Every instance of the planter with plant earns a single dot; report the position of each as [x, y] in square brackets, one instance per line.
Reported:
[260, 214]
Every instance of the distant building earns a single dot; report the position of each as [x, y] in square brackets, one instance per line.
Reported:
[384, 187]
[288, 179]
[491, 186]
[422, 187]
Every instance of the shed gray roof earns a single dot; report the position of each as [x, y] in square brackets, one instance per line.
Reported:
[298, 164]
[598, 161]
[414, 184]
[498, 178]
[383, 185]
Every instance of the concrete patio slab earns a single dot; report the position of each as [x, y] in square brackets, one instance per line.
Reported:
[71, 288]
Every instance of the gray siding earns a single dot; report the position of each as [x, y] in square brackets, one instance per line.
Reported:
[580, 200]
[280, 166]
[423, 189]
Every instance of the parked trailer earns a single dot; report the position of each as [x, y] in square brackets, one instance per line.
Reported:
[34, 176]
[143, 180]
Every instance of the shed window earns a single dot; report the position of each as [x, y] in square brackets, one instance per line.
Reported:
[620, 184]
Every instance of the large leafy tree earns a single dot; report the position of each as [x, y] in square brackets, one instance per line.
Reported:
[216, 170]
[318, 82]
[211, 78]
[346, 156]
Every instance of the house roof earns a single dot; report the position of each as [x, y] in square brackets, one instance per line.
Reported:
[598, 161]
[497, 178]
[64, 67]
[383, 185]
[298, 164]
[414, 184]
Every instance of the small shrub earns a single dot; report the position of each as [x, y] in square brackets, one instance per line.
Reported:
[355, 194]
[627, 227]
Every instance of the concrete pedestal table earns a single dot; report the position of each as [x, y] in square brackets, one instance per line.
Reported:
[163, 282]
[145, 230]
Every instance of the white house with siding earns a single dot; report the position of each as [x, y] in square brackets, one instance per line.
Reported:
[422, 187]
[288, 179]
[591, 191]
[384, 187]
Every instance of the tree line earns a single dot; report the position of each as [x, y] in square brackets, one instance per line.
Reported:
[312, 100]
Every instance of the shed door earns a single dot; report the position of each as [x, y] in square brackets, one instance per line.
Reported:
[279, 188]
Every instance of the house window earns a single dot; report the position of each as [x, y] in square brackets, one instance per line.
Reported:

-------------------------

◆ **TASK STATEMENT**: Can you express every line of the records above as a Markdown table, with the columns Row and Record line and blank lines omitted?

◆ **PROBLEM SOLUTION**:
| Row | Record line |
|---|---|
| 1 | Every instance of the planter with plant earns a single dot; report the position of each as [x, y] in square brackets, one instance per line. |
| 2 | Reported: |
| 3 | [260, 214] |
| 4 | Every instance of the distant building earns a single dot; report the position of each as [x, y] in square brackets, one instance per line. |
| 5 | Reported: |
| 6 | [384, 187] |
| 7 | [288, 179] |
| 8 | [491, 186] |
| 9 | [422, 187] |
| 10 | Every instance of the shed gray roof earns a single dot; report the position of each as [x, y] in square brackets, one instance per line. |
| 11 | Reported: |
| 12 | [298, 164] |
| 13 | [598, 161] |
| 14 | [414, 184] |
| 15 | [498, 178] |
| 16 | [383, 185] |
| 17 | Every instance of the concrete patio slab earns a single dot; report the position of each as [x, y] in square brackets, one instance per line. |
| 18 | Reported: |
| 19 | [71, 288] |
| 20 | Every instance of the gray siding earns a single dot; report the position of each as [x, y] in square brackets, one instance per line. |
| 21 | Reported: |
| 22 | [580, 200] |
| 23 | [280, 166] |
| 24 | [423, 189] |
| 25 | Every instance of the parked trailer earns a single dot; report the position of each as [x, y] in square brackets, one instance per line. |
| 26 | Reported: |
| 27 | [34, 176] |
| 28 | [143, 180] |
| 29 | Every instance of the shed window earns a single dot; report the position of each as [x, y] in square brackets, one instance per line. |
| 30 | Reported: |
| 31 | [620, 184] |
| 32 | Every instance of the large leafy tree earns a single dot; report the position of each as [x, y] in square brackets, one instance per line. |
| 33 | Reported: |
| 34 | [216, 170] |
| 35 | [318, 82] |
| 36 | [211, 78] |
| 37 | [346, 156] |
| 38 | Every instance of the house roof earns a single dot; report the position of each as [x, y] in square brackets, one instance per line. |
| 39 | Reported: |
| 40 | [598, 161] |
| 41 | [497, 178] |
| 42 | [64, 67] |
| 43 | [383, 185] |
| 44 | [298, 164] |
| 45 | [414, 184] |
| 46 | Every instance of the small shrub earns a single dot; report the position of each as [x, y] in square brackets, one instance per line. |
| 47 | Reported: |
| 48 | [355, 194] |
| 49 | [627, 227] |
| 50 | Every instance of the concrete pedestal table earns a single dot; report the position of each as [x, y] in square brackets, one instance per line. |
| 51 | Reported: |
| 52 | [163, 282] |
| 53 | [145, 230] |
| 54 | Every instance of the white house with siding earns a single dot; report the position of each as [x, y] in square brackets, one instance per line. |
| 55 | Reported: |
| 56 | [422, 187] |
| 57 | [288, 179] |
| 58 | [591, 191] |
| 59 | [384, 187] |
| 60 | Every instance of the tree line earns a single dot; report the position of each as [x, y] in square brackets, one instance per line. |
| 61 | Reported: |
| 62 | [312, 100] |
| 63 | Every instance of the shed door earns a single dot; report the position of each as [x, y] in square brackets, one instance per line. |
| 64 | Reported: |
| 65 | [279, 188] |
| 66 | Every instance of the house window earns a single dot; report the position of each as [x, y] in square brackets, one instance per line. |
| 67 | Reported: |